------ Provided text ------

Another important methodological issue is that of hindsight-bias [35]. If peer-review teams visiting hospitals are not blinded, the high mortality rate hospitals may be subject to greater scrutiny because of the case-mix adjustment fallacy [53]. Most studies involving peer reviews stated that reviewers were blind to the mortality status. This is less problematic when reviewing hospitals but much more challenging when patient case-notes are being reviewed [36].

The definition of mortality was inconsistent. Some studies used inpatient deaths whilst others used death before 30 days or more after admission or after surgery. For example, the identification of outlier hospitals might vary depending on whether all deaths within a defined time period, all hospital deaths attributable to certain conditions or all hospital deaths are counted. Only three studies measured mortality at multiple points. They all found a similar relationship between process and mortality regardless of time [53, 64, 74].

Studies which attempt to correlate adherence to processes with mortality may be susceptible to ecological fallacy. Some studies used mortality for entire hospitals, but assessed quality of care for specific groups of patients in those hospitals. This may explain why some but not all processes appear to be inversely related to mortality: a hospital could have a low overall mortality yet deliver poor care and have a high mortality rate for patients with AMI; some studies would have considered this a low rather than a high mortality hospital. The degree to which the quality criteria related to measured outcomes was subjective and therefore it was not easy to categorise studies by the degree of fit between process and the outcome that might be affected by that process. In any event, if the quality of care for one type of condition correlates with care in general, and if care in general correlates with outcome, then there should be a correlation between care for one condition and outcomes over many conditions.

Another example of susceptibility to the ecological fallacy is observed in studies where quality of care was not necessarily assessed over the same time period as mortality [46, 63]; significant changes in clinical practice could have occurred in the meantime.

We are aware of one other paper that has been published since undertaking our original search [37]. This study found despite significant correlations between risk-adjusted mortality and certain process measures, overall process measures only explained 6% of the variation in hospital mortality rates for patients with AMI.

------ Material provided ------

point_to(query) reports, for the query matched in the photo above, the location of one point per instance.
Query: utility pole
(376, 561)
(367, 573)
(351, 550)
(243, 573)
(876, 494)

------
------ Material provided ------

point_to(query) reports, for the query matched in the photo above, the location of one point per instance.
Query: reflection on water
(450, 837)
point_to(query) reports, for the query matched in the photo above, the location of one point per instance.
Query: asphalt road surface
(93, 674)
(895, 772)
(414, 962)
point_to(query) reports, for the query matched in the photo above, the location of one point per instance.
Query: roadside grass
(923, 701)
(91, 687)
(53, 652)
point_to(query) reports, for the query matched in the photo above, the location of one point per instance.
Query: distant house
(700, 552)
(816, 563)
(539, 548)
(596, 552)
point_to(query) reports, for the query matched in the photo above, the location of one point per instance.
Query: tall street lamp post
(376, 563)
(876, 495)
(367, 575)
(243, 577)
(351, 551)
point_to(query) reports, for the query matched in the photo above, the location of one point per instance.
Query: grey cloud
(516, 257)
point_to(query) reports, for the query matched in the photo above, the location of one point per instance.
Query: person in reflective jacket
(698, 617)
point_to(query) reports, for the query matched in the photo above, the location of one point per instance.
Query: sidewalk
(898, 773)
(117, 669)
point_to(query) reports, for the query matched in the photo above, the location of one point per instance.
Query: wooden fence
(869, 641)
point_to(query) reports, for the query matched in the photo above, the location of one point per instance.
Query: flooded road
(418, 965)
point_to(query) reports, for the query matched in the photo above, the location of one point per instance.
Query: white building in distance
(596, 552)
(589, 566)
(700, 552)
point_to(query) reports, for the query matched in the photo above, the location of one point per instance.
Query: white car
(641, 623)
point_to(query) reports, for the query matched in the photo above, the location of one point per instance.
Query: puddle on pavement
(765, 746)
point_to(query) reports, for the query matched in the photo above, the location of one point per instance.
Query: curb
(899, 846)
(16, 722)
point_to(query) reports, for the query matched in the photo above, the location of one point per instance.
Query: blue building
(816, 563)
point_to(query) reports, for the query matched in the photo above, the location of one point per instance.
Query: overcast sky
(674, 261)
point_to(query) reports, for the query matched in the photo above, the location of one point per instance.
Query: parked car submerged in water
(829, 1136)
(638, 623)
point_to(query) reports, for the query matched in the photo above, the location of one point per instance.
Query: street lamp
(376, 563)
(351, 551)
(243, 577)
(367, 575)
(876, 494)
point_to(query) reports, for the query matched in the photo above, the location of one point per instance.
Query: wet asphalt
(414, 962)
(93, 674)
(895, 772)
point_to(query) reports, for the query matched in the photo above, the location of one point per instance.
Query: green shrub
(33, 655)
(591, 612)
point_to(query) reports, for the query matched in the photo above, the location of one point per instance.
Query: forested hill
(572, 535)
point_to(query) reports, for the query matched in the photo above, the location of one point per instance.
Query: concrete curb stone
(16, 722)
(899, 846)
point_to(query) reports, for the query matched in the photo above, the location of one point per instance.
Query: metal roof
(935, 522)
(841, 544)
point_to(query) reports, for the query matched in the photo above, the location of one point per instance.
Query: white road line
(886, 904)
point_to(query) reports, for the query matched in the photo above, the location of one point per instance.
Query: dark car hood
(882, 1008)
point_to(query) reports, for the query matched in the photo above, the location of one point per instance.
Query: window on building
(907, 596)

------

_What you will do:_
1. In the text on hospital mortality studies, rewrite the passage from "We are aware" to "patients with AMI.", swapping "original search" for "initial search".
2. According to the text on hospital mortality studies, why might only some processes appear inversely related to mortality? Answer in one to three sentences.

_Answers to each task:_
1.
We are aware of one other paper that has been published since undertaking our initial search [37]. This study found despite significant correlations between risk-adjusted mortality and certain process measures, overall process measures only explained 6% of the variation in hospital mortality rates for patients with AMI.

2. Some studies measured mortality for whole hospitals but assessed quality of care only for specific patient groups. A hospital could have low overall mortality yet give poor care and have a high mortality rate for patients with AMI. Some studies would have counted that hospital as low-mortality rather than high-mortality.